[Referring expression pointing data]
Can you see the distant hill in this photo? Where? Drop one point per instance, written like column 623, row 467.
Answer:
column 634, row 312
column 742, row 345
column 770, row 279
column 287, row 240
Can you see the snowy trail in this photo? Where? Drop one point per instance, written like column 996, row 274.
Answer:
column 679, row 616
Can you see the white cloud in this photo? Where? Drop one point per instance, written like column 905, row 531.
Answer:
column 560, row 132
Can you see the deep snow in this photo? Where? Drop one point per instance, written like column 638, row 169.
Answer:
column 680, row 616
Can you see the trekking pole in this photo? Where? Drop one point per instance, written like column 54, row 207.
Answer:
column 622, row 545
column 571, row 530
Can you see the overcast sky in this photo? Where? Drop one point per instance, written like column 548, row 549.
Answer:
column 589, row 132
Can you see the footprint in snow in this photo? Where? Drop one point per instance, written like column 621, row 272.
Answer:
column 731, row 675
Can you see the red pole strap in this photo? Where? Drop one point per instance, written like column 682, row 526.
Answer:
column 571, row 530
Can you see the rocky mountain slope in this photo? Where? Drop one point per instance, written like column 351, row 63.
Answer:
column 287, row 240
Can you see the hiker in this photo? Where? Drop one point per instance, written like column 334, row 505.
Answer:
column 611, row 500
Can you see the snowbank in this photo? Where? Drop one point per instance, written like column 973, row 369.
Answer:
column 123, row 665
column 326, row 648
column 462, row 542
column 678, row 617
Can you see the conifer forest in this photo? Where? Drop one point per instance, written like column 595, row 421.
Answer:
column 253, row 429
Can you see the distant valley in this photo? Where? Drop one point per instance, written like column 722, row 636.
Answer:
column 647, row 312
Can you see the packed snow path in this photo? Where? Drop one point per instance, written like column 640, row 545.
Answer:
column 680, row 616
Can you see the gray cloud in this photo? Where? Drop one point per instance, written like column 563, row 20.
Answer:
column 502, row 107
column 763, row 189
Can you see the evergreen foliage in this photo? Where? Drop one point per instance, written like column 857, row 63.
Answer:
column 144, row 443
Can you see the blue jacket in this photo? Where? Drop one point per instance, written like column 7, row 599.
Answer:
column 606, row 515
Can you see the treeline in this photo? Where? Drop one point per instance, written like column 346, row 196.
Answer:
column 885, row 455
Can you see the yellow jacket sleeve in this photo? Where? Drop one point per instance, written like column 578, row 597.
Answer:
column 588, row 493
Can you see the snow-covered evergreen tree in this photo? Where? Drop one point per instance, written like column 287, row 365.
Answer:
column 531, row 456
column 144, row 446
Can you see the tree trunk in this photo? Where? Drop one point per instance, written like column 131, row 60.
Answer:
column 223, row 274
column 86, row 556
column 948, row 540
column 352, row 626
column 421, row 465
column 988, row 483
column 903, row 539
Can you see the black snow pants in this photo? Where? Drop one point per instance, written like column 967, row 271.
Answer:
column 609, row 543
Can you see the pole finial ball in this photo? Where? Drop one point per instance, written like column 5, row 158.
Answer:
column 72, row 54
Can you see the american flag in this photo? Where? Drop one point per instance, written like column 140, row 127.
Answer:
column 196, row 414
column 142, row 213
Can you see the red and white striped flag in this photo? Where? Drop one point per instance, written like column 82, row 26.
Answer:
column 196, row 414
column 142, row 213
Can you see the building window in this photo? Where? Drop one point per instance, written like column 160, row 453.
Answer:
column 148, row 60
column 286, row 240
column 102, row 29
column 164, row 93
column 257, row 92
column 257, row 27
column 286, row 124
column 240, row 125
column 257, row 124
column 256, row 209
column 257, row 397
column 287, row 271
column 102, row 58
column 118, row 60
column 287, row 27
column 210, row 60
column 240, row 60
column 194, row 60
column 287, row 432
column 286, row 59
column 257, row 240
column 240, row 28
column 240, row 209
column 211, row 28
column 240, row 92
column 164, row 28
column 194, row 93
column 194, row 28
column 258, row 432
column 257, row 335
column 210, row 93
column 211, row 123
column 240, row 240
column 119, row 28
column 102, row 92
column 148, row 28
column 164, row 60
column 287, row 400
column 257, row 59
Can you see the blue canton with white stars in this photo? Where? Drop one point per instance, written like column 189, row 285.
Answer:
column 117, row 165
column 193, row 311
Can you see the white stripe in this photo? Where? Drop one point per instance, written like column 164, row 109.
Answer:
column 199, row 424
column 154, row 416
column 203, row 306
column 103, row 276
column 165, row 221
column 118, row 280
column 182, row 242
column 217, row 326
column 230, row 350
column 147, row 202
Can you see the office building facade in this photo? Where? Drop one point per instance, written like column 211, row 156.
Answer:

Exercise instructions = The lines above that hold "cloud" are the result; show every one of them.

Solved problem =
Can you see the white cloud in this photo? Where? Drop one point per instance, written like column 905, row 531.
Can you see the gray cloud in this photo? Where? Drop one point per instance, written like column 563, row 20.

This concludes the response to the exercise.